• **Tasks to complete**
(a) In the text about Barge, Piedmont, condense the paragraph beginning "The town is situated at the foot" into a short bulleted list that keeps its main facts.
(b) From the text about Barge, Piedmont, output the passage between "Population (30 April" and "(DST): UTC+2 (CEST)", inclusive, word for word.

• **Quoted passage**

Start of Block

Population (30 April 2017)
- • Total: 7,694
- • Density: 93.5/km^{2} (242/sq mi)
- Demonym: Bargesi
- Time zone: UTC+1 (CET)
- • Summer (DST): UTC+2 (CEST)
- Postal code: 12032
- Dialing code: 0175
- Patron saint: St. John the Baptist
- Saint day: 24 June
- Website: Official website

= Barge, Piedmont =

Barge is a comune (municipality) in the Province of Cuneo in the Italian region Piedmont, located about 50 km southwest of Turin and about 45 km northwest of Cuneo. The population numbered 7,589 as of 30 November 2019.

Barge borders the following municipalities: Bagnolo Piemonte, Cardè, Cavour, Envie, Ostana, Paesana, Revello, Sanfront, and Villafranca Piemonte.

==Geography==
The town is situated at the foot of the Cottian Alps, near Monviso and more precisely, in a basin at the foot of Mount Bracco and Mount Medìa. The inhabited centre is crossed by two streams (Chiappera and Infernotto), which join to form a third one, the Ghiandone, which joins the river Po near Staffarda. Barge lies about 360-390 metres above sea level.

==Name==
The name Barge is thought to derive from the ancient word 'barga', whose meaning is debated. According to one view, it means "shelter" or "hut". Others maintain it is to be linked to the ancient root *berg-/*barg-/*breg-/*brig- with the meaning of "elevated ground/mountain". In the south of France, localities with names such as Barge/La Barge/Barges/Bargettes lie at the foot of a mountain. The same applies to the Spanish toponym Vargas. The name of the Tuscan town of Barga may derive from the same root.

==History==
Rock engravings at the top of Mount Bracco and Mount Medìa attest to the area having been populated in prehistoric times, but little is known about their creators.

End of Block

• **Material provided**
Start of Block

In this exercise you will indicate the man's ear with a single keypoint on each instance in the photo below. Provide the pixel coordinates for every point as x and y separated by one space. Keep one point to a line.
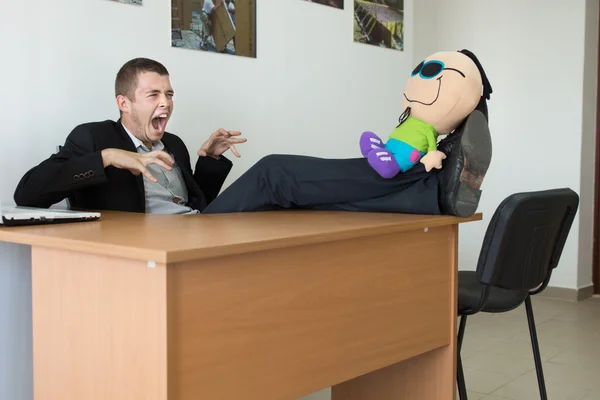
123 103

End of Block

• **Solutions**
(a)
- Barge sits at the foot of the Cottian Alps near Monviso, in a basin below Mount Bracco and Mount Medìa.
- Two streams, the Chiappera and the Infernotto, cross the town and merge into a third, the Ghiandone.
- The Ghiandone joins the Po near Staffarda.
- The town lies about 360–390 meters above sea level.

(b)
Population (30 April 2017)
- • Total: 7,694
- • Density: 93.5/km^{2} (242/sq mi)
- Demonym: Bargesi
- Time zone: UTC+1 (CET)
- • Summer (DST): UTC+2 (CEST)